Listed records |
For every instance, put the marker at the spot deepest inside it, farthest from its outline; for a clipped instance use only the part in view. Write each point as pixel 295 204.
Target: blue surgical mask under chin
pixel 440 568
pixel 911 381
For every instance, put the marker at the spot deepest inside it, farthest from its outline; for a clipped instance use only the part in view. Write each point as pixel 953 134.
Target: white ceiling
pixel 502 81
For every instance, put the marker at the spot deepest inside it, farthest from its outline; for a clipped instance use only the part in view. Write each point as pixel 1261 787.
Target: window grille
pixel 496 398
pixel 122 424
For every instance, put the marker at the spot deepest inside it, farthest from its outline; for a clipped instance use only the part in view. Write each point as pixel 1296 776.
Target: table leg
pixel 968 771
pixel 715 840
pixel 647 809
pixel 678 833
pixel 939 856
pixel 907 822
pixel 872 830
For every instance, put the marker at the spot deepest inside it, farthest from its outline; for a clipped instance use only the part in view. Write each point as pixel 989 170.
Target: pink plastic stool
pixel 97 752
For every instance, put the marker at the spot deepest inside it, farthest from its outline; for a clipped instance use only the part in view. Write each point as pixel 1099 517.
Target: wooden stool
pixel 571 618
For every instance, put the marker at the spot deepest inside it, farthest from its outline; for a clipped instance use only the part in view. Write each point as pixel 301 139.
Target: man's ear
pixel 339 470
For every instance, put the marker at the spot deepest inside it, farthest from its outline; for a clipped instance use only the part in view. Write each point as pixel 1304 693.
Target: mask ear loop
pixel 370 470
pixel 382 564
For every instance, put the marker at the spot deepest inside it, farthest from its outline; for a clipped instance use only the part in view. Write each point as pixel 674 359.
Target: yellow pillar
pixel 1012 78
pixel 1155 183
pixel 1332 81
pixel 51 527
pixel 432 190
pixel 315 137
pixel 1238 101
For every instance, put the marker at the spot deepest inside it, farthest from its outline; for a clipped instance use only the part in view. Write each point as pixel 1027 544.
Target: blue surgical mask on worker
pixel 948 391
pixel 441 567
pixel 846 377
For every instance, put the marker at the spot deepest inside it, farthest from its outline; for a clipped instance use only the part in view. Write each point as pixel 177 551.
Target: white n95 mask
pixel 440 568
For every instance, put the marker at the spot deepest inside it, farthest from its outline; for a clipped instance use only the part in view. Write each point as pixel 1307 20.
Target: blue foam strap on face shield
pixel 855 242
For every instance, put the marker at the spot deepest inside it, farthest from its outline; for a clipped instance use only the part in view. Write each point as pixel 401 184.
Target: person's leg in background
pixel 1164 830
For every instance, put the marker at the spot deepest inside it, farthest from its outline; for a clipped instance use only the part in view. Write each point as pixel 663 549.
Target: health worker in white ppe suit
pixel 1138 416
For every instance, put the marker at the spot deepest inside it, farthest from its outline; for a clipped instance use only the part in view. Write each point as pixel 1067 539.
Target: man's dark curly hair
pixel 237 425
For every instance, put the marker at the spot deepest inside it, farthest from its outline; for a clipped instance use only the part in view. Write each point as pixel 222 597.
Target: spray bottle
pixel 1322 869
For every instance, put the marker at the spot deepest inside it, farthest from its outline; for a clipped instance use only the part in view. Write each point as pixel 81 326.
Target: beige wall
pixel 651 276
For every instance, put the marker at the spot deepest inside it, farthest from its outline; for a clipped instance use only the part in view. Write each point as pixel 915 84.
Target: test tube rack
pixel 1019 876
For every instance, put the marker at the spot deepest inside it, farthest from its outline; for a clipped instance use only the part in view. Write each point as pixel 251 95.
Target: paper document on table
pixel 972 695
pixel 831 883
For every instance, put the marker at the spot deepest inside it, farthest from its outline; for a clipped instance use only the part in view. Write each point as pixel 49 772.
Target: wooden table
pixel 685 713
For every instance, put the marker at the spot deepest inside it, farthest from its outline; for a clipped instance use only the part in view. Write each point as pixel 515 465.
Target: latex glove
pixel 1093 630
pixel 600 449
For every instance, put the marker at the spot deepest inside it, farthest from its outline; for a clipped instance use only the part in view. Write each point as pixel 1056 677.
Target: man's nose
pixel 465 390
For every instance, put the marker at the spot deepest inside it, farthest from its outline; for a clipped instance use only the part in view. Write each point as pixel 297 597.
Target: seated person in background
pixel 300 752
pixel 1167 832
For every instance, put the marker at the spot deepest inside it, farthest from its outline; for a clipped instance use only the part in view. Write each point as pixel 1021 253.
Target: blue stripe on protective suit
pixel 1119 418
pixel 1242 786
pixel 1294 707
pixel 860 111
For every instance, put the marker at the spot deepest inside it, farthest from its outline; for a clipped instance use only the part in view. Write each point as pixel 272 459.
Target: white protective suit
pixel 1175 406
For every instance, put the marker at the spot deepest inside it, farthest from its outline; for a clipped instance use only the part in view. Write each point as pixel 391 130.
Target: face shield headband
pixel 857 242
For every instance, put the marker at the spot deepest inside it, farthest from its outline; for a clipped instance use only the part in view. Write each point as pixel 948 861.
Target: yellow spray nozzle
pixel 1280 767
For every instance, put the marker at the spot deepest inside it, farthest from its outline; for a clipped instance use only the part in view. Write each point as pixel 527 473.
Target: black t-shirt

Directive | Please restate the records in full, word for word.

Result |
For every instance, put the marker at the spot deepest inside it, farthest from its outline; for a clipped instance use only the part in view. Write each point as pixel 295 204.
Target: blue surgical mask under chin
pixel 440 568
pixel 911 381
For every instance, put the marker at the spot deepest inside it, farthest from its outline; for a clipped instance use only the part in view. Write each point as pixel 953 134.
Target: white ceiling
pixel 502 81
For every instance, put the marker at the spot deepest inside it, farthest from its outline; for a clipped instance use only the part in view. Write each point as pixel 1261 787.
Target: window grille
pixel 496 398
pixel 122 424
For every instance, put the marker at the spot deepest inside it, farthest from its outline; for a clipped instance use only the part in view. Write each point as pixel 1296 776.
Target: table leg
pixel 968 771
pixel 715 840
pixel 647 809
pixel 678 833
pixel 939 856
pixel 907 822
pixel 872 830
For every instance, put the marker at the spot deepest inside it, farthest from its outline; for a clipped instance use only the part in view. Write each point as pixel 989 170.
Target: pink plastic stool
pixel 97 752
For every instance, put the marker at the spot deepest inside it, farthest from its outline; for a clipped instance use only the part in view. Write each point as pixel 1099 517.
Target: wooden stool
pixel 571 618
For every instance, put the marker at the spot deepest inside it, farthest from its outline; for a clipped instance use only the part in view. Write each point as pixel 301 139.
Target: man's ear
pixel 339 470
For every instance, put the marker at the spot deepest inside it, farthest from its outline; for a clipped instance use only the part in view. Write each point as pixel 1304 693.
Target: mask ear loop
pixel 370 470
pixel 382 564
For every instance, put the marker at the spot deepest inside it, farthest from its outline; for a clipped instance use only the part in view. Write each point as pixel 674 359.
Target: yellow pillar
pixel 1012 78
pixel 1155 183
pixel 1332 81
pixel 51 527
pixel 432 190
pixel 315 137
pixel 1238 101
For every instance, put the marker at the spot deepest inside it, farthest from its outline; for a clipped instance use only the part in view. Write each point as pixel 1027 544.
Target: blue surgical mask on worker
pixel 948 391
pixel 441 567
pixel 846 377
For every instance, put the marker at the spot deepest inside it, farthest from its outline; for a clipped instance use only the part in view. Write each point as pixel 177 551.
Target: white n95 mask
pixel 440 568
For every instance, put the marker at the spot deepest inside it, farthest from its outline; for a clipped instance use only the part in view. Write each point as pixel 1307 20.
Target: blue foam strap on face shield
pixel 855 242
For every instance, put the marker at the spot deepest inside it, farthest from its outline; for a clipped instance use only the part in view. Write each point as pixel 401 184.
Target: person's leg in background
pixel 1164 830
For every instance, put the marker at the spot deepest inside it, farthest from its outline; for a clipped instance use only the part in view. Write each point as pixel 663 549.
Target: health worker in white ppe suit
pixel 1138 416
For every instance, put the marker at the spot deepest inside it, farthest from its outline; for a clipped instance use only the part in view. Write each point as pixel 1067 539.
Target: man's dark curly hair
pixel 237 425
For every instance, put the marker at the spot deepest inside it, farthest from its outline; for a clipped instance use only the part in view. Write each point as pixel 222 597.
Target: spray bottle
pixel 1322 869
For every instance, put the marker at the spot deepest inside it, farthest from its outline; for a clipped instance use only the part in view. Write each point as pixel 81 326.
Target: beige wall
pixel 651 276
For every instance, put the marker at the spot deepest inside it, farthest from its outline; for a clipped instance use only the part in view. Write each point as pixel 915 84.
Target: test tube rack
pixel 1019 876
For every instance, put the marker at the spot deepest inside it, farthest from its outline; for a clipped instance use only the part in view. Write each point as pixel 251 95.
Target: paper document on table
pixel 972 695
pixel 831 883
For every instance, put the marker at the spot deepest inside it, farthest from its outline; for a clipped instance use only the part in view. Write each point as pixel 49 772.
Target: wooden table
pixel 685 713
For every instance, put the marker at the spot deepest inside it, farthest from its outline; for a clipped instance use only the part in view. Write each point as pixel 515 465.
Target: latex glove
pixel 1093 630
pixel 600 449
For every instance, put the marker at the spot deepest inside it, farthest from its outline; for a clipped instance use only the part in view. Write each point as pixel 1056 677.
Target: man's nose
pixel 465 390
For every instance, put the marker at the spot deepest inside it, farthest from its outline; for a clipped instance use only the part in view. Write each point as pixel 297 597.
Target: seated person in background
pixel 300 752
pixel 1167 832
For every instance, put the marker at the spot deepest inside it, farthest from its outline; for a clipped instance use only the part in view. Write each point as pixel 1021 253.
Target: blue stripe on protective suit
pixel 1119 418
pixel 1242 786
pixel 1294 707
pixel 860 111
For every instance, put the marker at the spot deepest inside it, farthest from its outline; for a clipped instance use only the part in view. Write each point as pixel 272 459.
Target: white protective suit
pixel 1175 406
For every instance, put the marker at the spot deepest inside it, farthest from its outline; for a clipped instance use only the part in view. Write each point as pixel 391 130.
Target: face shield headband
pixel 857 242
For every instance, put the marker at the spot deepest inside it, farthest from its outline; for a clipped instance use only the part in view. Write each point as pixel 948 861.
Target: yellow spray nozzle
pixel 1280 767
For every instance, put the marker at the spot deepest inside it, farthest from its outline; for a clipped instance use only the part in view. Write each point as pixel 527 473.
Target: black t-shirt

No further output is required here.